[Rows from a dataset]
# # # # #

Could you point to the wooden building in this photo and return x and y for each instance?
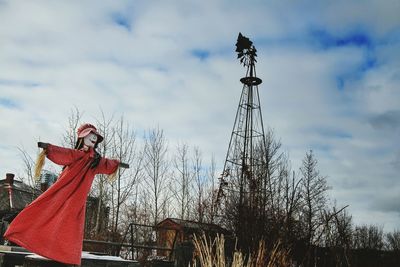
(172, 232)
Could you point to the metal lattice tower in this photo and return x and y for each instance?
(240, 181)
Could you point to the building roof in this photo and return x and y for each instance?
(21, 195)
(193, 226)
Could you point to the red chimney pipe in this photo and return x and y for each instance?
(10, 178)
(10, 181)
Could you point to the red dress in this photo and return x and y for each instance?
(53, 224)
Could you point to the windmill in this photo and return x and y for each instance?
(241, 188)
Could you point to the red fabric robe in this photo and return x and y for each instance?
(53, 224)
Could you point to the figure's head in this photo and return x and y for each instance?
(88, 136)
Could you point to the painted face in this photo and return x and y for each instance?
(90, 140)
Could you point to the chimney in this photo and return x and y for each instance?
(10, 178)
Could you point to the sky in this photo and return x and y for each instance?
(330, 71)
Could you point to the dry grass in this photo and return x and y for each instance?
(211, 253)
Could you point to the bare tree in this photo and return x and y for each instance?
(368, 237)
(156, 169)
(101, 188)
(199, 185)
(125, 150)
(393, 240)
(314, 197)
(180, 187)
(74, 121)
(211, 192)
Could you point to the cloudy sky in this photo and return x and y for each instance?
(330, 71)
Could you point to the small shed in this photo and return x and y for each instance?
(172, 232)
(14, 197)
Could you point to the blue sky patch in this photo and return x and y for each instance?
(121, 20)
(8, 103)
(200, 53)
(326, 40)
(333, 133)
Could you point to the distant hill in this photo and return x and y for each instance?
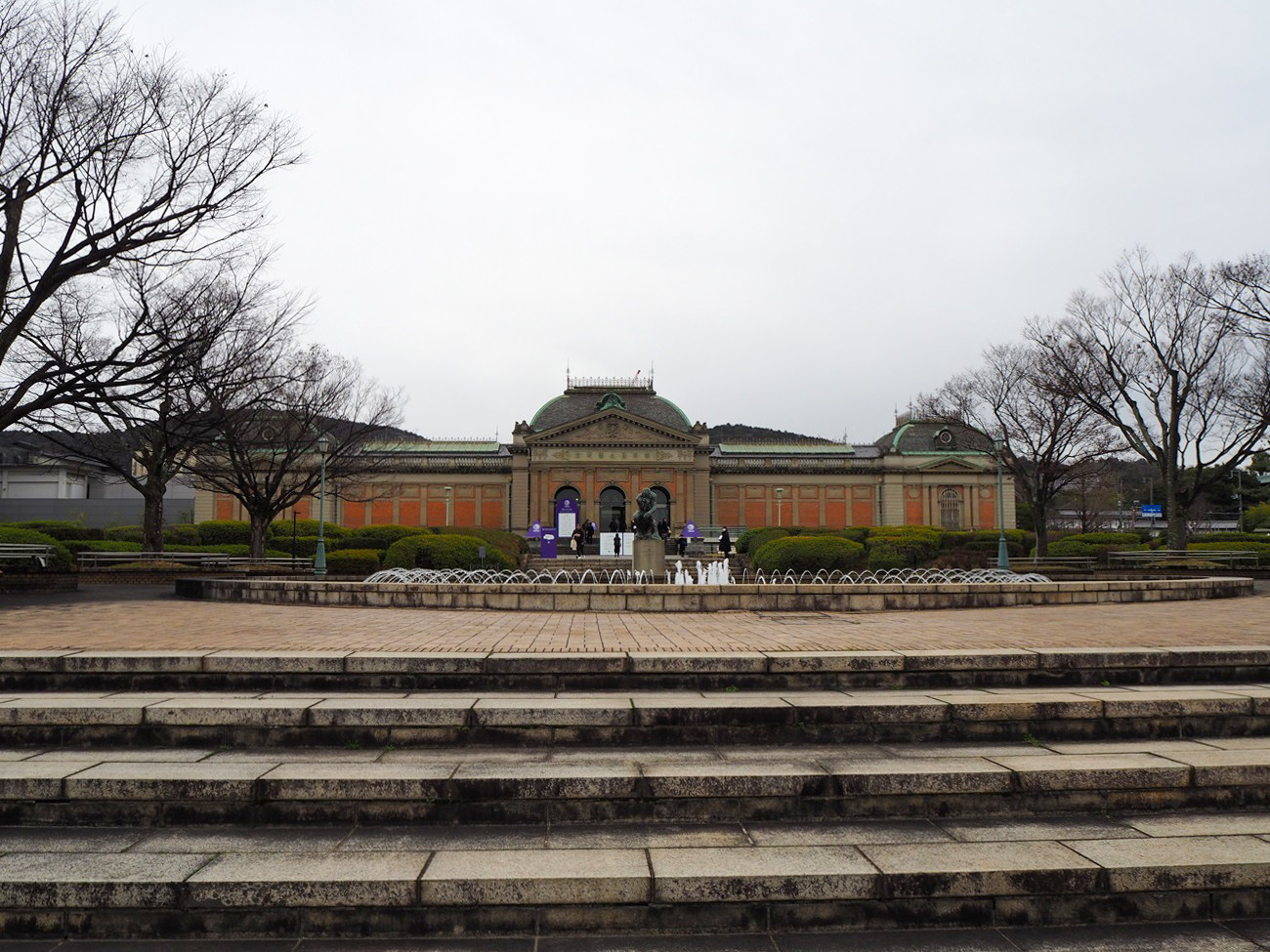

# # # # #

Show each line of the items above that contains the word "building". Count a line only if the word's capitalization matches exactly.

Could you point to the wooden building in this photo and return x and y for each instance?
Could you point to the building roof in this photo and return x and y for each instance?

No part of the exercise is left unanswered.